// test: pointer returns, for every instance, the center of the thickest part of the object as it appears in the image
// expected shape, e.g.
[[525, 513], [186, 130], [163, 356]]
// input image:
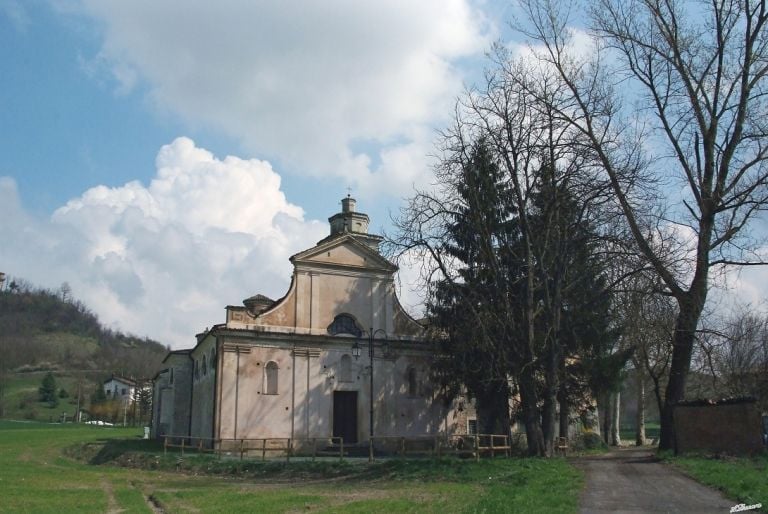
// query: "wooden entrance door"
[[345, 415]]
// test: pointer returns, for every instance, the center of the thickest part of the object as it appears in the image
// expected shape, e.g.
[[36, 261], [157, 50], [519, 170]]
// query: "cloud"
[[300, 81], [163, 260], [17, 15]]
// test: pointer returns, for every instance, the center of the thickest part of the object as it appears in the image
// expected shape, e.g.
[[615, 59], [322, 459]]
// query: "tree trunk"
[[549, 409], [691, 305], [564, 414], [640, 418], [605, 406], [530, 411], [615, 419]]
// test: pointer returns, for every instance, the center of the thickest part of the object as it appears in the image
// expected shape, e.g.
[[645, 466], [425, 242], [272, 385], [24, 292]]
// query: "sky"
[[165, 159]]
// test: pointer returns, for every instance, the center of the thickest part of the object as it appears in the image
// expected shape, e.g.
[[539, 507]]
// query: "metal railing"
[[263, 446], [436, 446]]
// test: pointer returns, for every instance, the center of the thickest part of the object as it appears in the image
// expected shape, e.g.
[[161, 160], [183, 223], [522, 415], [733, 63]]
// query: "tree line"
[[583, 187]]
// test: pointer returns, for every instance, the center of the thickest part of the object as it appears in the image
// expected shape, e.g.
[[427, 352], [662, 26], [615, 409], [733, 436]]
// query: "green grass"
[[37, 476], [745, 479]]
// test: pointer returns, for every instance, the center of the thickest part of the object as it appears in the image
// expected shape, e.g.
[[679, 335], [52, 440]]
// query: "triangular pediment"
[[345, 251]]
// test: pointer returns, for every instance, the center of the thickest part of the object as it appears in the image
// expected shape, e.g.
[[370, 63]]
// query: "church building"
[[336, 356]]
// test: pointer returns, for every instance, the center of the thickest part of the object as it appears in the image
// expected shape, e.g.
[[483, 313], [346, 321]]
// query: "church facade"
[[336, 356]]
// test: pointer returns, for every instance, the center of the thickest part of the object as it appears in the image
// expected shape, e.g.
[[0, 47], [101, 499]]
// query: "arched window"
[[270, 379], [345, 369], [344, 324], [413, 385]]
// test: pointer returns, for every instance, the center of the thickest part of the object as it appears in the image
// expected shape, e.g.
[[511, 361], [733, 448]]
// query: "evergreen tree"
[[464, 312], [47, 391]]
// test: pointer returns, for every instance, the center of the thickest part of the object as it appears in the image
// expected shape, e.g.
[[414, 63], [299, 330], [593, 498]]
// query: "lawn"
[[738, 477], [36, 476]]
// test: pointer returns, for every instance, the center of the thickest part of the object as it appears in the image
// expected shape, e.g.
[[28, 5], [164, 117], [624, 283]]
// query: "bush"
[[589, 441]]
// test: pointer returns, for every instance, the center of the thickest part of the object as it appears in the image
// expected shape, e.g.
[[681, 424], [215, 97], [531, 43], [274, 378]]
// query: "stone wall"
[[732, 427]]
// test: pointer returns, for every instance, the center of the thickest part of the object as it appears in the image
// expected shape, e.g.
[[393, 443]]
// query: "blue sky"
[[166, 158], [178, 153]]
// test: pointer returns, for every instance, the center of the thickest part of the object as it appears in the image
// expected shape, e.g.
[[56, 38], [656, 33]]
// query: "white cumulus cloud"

⁂

- **Problem statement**
Restate all of the material above word for word, excluding the pictures.

- **Answer for the task**
// test: pointer returns, for every instance, the center of the thickest part of the object as it appears in the image
// expected shape, e.g.
[[525, 513], [186, 130], [163, 356]]
// input image:
// query: "wooden entrance door"
[[345, 415]]
// test: pointer returns, for every instance, the center of the thickest part of the object as it appears in the image
// expected shape, e.g.
[[36, 261], [157, 50], [519, 170]]
// query: "cloud"
[[300, 81], [163, 260], [17, 15]]
// test: pointer returns, for every instance, the center of the thickest part of the object as it appears in the image
// expected shape, e.g.
[[615, 59], [322, 459]]
// query: "tree trunk"
[[549, 409], [691, 305], [564, 414], [640, 418], [605, 406], [530, 411], [615, 419]]
// test: pointer returns, for every instance, the center of the thickest part of the object as it appears in the image
// expected shape, e.g.
[[645, 466], [425, 242], [272, 385], [24, 292]]
// query: "sky"
[[165, 159]]
// test: pointer returns, for every instance, the center of the thickest part of the object as it appears in the image
// expected shape, e.g.
[[539, 507]]
// query: "metal railing"
[[263, 446], [436, 446]]
// test: pointer returns, for every instance, the center of the thickest part of the object as it appears in the image
// expected shape, e.g.
[[161, 160], [183, 223], [522, 415], [733, 63]]
// query: "tree line"
[[583, 187]]
// test: pointer returns, for every instance, the center of the thickest part of the object as it appears in the image
// expected shape, e.g.
[[427, 352], [662, 26], [615, 409], [733, 436]]
// query: "green grass"
[[37, 476], [745, 479]]
// test: pointer returns, for every instance, the center of the thickest part of the object as it appears in the image
// expected shape, e.g.
[[679, 335], [52, 440]]
// query: "triangular pediment"
[[345, 251]]
// test: pointer returns, for every instance, the center of the thickest part of the object as it appears in the image
// expected shape, e.g.
[[370, 63]]
// query: "church building"
[[336, 356]]
// test: pointer returns, for every instance, the center of the thickest part of the object as it appears in the image
// expected shape, e.g.
[[483, 313], [346, 321]]
// query: "church facade"
[[336, 356]]
// test: pointer returns, for every instance, the center of the thickest part of the object as it appears in the image
// expected shape, e.g.
[[0, 47], [101, 499]]
// query: "arched window"
[[270, 379], [345, 369], [344, 324], [413, 385]]
// test: pointer returns, for every instance, the center of the thickest part of the object as it appears in the image
// expected shape, e.g.
[[511, 361], [733, 448]]
// query: "evergreen tree"
[[464, 312], [47, 391]]
// test: pointer returns, for every instance, the center of the thickest part of the object as it appears in the image
// expected shape, e.g.
[[414, 63], [299, 330], [593, 498]]
// query: "lawn"
[[738, 477], [36, 476]]
// test: pointer returns, for every instance, the center of the thickest part of the object as it appears in the image
// expected shape, e.g.
[[28, 5], [164, 117], [624, 283]]
// query: "bush"
[[589, 441]]
// test: pointer returns, for every instance, the center of the thickest part of the object as it appears in the image
// expected shape, e.g.
[[681, 424], [215, 97], [531, 43], [274, 378]]
// query: "stone wall"
[[732, 427]]
// test: pointer returns, for every instance, the center of the thickest part of the object as it appears in the image
// expected shape, e.g.
[[393, 443]]
// query: "blue sky"
[[166, 158], [178, 153]]
// test: pointer returns, for every instance, the center of the thickest part of the object as it appears in the image
// expected shape, e.g.
[[56, 38], [656, 33]]
// query: "white cumulus cloud"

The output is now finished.